## Abstract

Theoretical analyses of evolution strategies are indispensable for gaining a deep understanding of their inner workings. For constrained problems, rather simple problems are of interest in the current research. This work presents a theoretical analysis of a multi-recombinative evolution strategy with cumulative step size adaptation applied to a conically constrained linear optimization problem. The state of the strategy is modeled by random variables and a stochastic iterative mapping is introduced. For the analytical treatment, fluctuations are neglected and the mean value iterative system is considered. Nonlinear difference equations are derived based on one-generation progress rates. Based on that, expressions for the steady state of the mean value iterative system are derived. By comparison with real algorithm runs, it is shown that for the considered assumptions, the theoretical derivations are able to predict the dynamics and the steady state values of the real runs.

## 1 Introduction

Thorough theoretical investigations of evolution strategies (ESs) are necessary for gaining a deep understanding of how they work. Much research has been done for analyzing ESs applied to unconstrained problems. For the constrained setting, there are still many aspects for which a deep theoretical understanding is missing. Theoretical comparisons of different infeasibility handling techniques are of interest. In addition, theoretical investigations of parameter choices have not yet been deeply investigated for constrained problems. Furthermore, theoretical comparisons of mutation strength control mechanisms are not fully explored. Moreover, as all of these heavily depend on the problem under consideration, more problems that model specific parts of practical constrained optimization problems need to be considered. As a step in that direction, this work theoretically analyzes a $(\mu /\mu I,\lambda )$-ES with cumulative step size adaptation (CSA) applied to a conically constrained linear problem.

Regarding related work, a $(1,\lambda )$-ES with constraint handling by discarding infeasible offspring has been analyzed by Arnold (2011b) for a single linear constraint. Repair by projection has been considered (Arnold, 2011a) and a comparison with repair by reflection and repair by truncation has been performed by Hellwig and Arnold (2016). In all of that work, analysis of the respective algorithms' one-generation and steady state behavior considering CSA is performed. Expressions with integrals are numerically integrated. Based on Lagrangian constraint handling, Arnold and Porter (2015) presented a $(1+1)$-ES applied to a single linear inequality constraint with the sphere model. The one-generation behavior has been analyzed in that work. The insights gained from that analysis have been used to develop an algorithm that is experimentally evaluated.

A theoretical investigation based on Markov chains for a multirecombinative variant with Lagrangian constraint handling has been presented by Atamna et al. (2016). Investigation of a single linear constraint in that work has been extended to multiple linear constraints (Atamna et al., 2017).

--- Task set ---
(a) Reproduce the passage on evolution strategies word for word, starting at "A theoretical investigation" and ending at "et al., 2017).".
(b) Render this sentence from the passage on evolution strategies in German: "Theoretical comparisons of different infeasibility handling techniques are of interest."

--- Records supplied ---

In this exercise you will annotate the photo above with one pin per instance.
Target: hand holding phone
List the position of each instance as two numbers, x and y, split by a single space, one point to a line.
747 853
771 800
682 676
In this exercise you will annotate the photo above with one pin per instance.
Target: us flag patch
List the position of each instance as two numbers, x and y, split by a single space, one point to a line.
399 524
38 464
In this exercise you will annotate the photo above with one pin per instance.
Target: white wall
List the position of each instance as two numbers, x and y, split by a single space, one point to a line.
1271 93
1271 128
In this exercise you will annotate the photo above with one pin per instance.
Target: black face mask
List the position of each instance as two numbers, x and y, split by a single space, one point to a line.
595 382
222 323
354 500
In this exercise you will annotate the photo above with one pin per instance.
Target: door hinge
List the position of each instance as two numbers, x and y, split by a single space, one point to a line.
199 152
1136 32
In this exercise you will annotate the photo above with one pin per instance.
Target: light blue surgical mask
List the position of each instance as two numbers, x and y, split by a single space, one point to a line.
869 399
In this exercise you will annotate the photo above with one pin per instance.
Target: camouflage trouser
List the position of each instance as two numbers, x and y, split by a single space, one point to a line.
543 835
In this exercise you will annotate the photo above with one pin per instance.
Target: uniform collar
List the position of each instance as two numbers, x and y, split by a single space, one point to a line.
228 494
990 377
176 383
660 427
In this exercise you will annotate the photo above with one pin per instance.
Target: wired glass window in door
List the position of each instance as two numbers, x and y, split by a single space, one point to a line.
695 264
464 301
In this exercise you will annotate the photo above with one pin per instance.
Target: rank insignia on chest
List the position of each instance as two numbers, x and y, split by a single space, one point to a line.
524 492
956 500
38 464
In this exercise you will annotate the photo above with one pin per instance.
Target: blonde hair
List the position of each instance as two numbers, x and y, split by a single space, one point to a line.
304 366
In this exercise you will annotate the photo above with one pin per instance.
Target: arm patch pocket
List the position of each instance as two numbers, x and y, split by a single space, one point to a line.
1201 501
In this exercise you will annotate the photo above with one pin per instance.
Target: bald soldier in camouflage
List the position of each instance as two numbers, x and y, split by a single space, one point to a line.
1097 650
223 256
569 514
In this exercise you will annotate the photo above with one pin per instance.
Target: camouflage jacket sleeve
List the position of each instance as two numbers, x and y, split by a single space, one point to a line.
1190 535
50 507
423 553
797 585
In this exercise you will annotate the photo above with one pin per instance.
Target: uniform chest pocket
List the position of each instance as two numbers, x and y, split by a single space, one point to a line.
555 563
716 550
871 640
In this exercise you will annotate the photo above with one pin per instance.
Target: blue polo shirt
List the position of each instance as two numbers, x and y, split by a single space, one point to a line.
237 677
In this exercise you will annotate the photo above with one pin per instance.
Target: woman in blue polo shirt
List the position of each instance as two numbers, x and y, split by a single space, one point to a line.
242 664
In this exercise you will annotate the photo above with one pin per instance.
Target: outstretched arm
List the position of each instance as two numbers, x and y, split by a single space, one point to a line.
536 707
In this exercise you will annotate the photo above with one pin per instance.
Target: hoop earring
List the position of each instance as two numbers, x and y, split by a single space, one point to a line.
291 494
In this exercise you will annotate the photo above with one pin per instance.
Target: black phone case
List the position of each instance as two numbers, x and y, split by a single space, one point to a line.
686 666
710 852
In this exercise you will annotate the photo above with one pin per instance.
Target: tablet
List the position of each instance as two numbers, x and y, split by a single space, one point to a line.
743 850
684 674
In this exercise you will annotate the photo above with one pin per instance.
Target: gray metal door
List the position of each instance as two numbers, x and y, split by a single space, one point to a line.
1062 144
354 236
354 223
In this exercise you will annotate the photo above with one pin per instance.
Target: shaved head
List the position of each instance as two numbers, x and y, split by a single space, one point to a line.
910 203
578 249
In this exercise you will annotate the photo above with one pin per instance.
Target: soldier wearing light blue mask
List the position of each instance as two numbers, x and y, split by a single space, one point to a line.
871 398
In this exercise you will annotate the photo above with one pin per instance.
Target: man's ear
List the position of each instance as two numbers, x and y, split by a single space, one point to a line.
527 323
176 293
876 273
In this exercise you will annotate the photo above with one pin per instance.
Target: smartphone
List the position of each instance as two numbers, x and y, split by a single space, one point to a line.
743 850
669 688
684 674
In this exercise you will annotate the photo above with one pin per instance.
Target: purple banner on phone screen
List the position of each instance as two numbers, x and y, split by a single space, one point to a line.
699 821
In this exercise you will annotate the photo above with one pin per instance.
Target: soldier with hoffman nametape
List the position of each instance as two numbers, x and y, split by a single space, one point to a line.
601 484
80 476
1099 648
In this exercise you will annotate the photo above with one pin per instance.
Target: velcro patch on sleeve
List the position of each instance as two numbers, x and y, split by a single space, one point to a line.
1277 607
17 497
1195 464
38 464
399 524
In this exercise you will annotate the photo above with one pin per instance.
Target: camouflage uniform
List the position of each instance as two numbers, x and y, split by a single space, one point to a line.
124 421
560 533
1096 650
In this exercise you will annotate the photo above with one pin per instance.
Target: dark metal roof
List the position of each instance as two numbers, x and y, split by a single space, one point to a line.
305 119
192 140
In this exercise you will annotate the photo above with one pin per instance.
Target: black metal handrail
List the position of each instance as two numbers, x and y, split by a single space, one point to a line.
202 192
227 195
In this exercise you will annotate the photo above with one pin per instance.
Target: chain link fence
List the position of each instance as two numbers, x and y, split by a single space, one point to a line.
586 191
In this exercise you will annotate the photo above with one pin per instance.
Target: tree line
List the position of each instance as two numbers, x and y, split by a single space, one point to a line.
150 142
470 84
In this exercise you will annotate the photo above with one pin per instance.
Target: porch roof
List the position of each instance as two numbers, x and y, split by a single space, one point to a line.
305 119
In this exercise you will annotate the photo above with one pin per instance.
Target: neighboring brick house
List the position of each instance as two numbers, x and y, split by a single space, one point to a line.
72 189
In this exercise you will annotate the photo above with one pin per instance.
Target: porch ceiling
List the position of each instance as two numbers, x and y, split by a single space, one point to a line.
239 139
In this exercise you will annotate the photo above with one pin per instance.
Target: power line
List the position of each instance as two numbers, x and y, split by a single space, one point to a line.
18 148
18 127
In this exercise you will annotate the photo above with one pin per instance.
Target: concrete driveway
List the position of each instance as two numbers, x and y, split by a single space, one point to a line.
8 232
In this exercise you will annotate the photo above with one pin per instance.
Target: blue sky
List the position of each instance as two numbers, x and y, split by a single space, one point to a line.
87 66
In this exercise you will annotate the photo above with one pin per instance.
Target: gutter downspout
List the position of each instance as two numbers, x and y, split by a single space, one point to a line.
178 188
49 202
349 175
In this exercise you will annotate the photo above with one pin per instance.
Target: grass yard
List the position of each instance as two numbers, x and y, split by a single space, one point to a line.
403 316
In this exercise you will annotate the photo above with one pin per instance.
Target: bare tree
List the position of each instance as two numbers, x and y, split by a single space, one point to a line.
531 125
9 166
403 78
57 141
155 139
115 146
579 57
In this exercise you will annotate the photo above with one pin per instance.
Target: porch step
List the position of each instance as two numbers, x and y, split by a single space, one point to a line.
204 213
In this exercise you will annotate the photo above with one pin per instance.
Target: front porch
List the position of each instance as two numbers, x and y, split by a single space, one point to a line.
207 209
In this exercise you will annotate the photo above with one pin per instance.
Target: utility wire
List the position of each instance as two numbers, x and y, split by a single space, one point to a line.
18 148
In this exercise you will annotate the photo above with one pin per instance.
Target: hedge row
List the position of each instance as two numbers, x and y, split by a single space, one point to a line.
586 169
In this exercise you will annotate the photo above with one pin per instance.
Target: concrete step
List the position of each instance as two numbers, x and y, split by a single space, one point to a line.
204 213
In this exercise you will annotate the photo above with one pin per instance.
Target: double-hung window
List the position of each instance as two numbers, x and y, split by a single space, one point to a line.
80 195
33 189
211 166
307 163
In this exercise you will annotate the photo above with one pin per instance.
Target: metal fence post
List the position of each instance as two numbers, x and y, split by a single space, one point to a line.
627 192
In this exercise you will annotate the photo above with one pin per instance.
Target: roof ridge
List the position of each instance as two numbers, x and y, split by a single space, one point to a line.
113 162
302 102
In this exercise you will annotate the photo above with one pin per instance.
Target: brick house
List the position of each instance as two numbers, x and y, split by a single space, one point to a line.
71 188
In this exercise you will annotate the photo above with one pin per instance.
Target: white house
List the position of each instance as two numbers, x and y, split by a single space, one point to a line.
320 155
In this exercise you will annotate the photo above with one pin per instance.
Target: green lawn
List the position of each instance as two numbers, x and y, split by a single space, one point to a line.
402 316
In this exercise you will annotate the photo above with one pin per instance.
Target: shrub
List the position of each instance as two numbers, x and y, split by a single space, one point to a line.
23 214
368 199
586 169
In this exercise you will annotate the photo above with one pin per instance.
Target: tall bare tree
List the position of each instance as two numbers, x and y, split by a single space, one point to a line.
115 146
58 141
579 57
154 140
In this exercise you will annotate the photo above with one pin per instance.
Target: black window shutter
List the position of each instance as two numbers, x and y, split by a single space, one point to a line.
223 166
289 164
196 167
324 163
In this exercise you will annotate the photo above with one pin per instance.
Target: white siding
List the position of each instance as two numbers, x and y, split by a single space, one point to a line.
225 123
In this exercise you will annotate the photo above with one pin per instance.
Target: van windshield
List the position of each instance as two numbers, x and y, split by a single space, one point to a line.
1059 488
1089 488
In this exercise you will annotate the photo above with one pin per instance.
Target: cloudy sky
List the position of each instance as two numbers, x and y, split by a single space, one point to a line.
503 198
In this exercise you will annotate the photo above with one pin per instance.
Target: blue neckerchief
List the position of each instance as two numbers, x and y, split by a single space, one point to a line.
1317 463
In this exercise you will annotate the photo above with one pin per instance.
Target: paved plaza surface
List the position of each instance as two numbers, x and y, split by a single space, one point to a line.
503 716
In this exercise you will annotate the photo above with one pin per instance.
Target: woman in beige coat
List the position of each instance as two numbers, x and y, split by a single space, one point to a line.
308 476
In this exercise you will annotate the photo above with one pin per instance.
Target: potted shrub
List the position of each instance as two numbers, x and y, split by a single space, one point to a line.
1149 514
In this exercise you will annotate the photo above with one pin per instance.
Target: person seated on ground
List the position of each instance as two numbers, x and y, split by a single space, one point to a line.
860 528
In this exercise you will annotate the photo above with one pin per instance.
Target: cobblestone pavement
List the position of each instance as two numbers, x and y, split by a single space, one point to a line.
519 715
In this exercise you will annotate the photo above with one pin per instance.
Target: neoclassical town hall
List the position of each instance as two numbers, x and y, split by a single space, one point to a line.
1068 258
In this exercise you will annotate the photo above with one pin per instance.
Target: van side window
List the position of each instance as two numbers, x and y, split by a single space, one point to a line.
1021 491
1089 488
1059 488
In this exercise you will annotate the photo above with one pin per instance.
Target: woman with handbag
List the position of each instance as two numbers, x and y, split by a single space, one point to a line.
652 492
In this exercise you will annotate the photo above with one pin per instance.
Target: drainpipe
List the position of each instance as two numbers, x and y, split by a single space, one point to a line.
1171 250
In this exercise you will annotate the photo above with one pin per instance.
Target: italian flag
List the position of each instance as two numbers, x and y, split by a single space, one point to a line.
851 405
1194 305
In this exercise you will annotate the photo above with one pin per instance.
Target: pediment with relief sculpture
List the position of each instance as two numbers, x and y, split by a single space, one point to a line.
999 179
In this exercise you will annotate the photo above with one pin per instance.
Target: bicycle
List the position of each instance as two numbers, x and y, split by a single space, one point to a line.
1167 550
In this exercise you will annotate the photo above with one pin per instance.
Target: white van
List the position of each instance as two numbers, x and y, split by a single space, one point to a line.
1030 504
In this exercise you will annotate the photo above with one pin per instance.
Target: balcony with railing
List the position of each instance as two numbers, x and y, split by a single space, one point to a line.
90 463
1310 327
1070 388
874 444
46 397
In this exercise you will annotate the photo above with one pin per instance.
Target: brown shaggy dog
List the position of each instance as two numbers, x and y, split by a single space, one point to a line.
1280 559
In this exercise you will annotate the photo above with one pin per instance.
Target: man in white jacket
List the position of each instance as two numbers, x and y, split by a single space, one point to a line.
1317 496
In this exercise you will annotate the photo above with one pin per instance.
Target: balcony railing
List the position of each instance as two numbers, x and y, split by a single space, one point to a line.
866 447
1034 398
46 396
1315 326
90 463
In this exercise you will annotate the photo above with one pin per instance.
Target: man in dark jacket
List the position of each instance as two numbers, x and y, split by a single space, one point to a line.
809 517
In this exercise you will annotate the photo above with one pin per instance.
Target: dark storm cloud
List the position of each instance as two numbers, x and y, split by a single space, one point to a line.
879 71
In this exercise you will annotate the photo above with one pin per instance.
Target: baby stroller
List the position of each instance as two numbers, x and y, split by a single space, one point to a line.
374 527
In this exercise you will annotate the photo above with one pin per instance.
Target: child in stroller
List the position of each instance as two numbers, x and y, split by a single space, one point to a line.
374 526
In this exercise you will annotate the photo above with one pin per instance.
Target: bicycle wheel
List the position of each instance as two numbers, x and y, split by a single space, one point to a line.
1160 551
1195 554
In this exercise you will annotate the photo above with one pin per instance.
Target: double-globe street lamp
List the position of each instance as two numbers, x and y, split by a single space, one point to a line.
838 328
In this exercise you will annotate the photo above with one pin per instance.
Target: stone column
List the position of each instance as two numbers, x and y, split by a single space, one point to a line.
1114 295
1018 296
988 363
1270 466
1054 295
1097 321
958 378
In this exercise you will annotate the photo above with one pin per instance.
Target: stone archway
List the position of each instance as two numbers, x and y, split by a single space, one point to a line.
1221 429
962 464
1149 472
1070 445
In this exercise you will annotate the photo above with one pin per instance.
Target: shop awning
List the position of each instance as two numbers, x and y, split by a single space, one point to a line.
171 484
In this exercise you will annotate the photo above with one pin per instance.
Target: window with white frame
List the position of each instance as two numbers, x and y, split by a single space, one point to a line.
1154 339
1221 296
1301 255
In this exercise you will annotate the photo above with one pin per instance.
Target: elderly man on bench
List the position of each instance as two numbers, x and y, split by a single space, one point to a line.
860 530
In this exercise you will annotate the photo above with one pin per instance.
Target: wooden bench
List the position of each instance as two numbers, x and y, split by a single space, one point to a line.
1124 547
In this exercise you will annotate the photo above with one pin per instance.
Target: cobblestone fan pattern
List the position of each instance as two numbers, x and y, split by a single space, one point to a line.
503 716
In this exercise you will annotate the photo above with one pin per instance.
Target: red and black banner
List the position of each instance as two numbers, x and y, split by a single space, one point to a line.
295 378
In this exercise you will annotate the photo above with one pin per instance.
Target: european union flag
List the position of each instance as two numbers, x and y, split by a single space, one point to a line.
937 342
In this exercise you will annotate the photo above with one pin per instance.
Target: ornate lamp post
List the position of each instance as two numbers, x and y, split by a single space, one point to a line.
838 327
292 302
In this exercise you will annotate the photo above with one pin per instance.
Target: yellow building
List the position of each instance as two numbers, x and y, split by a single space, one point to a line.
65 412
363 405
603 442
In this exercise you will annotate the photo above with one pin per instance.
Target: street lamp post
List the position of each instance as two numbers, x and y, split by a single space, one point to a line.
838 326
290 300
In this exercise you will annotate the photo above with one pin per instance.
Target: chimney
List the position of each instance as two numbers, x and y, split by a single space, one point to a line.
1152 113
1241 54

--- The solutions ---
(a)
A theoretical investigation based on Markov chains for a multirecombinative variant with Lagrangian constraint handling has been presented by Atamna et al. (2016). Investigation of a single linear constraint in that work has been extended to multiple linear constraints (Atamna et al., 2017).

(b) Theoretische Vergleiche verschiedener Techniken zur Behandlung von Unzulässigkeit sind von Interesse.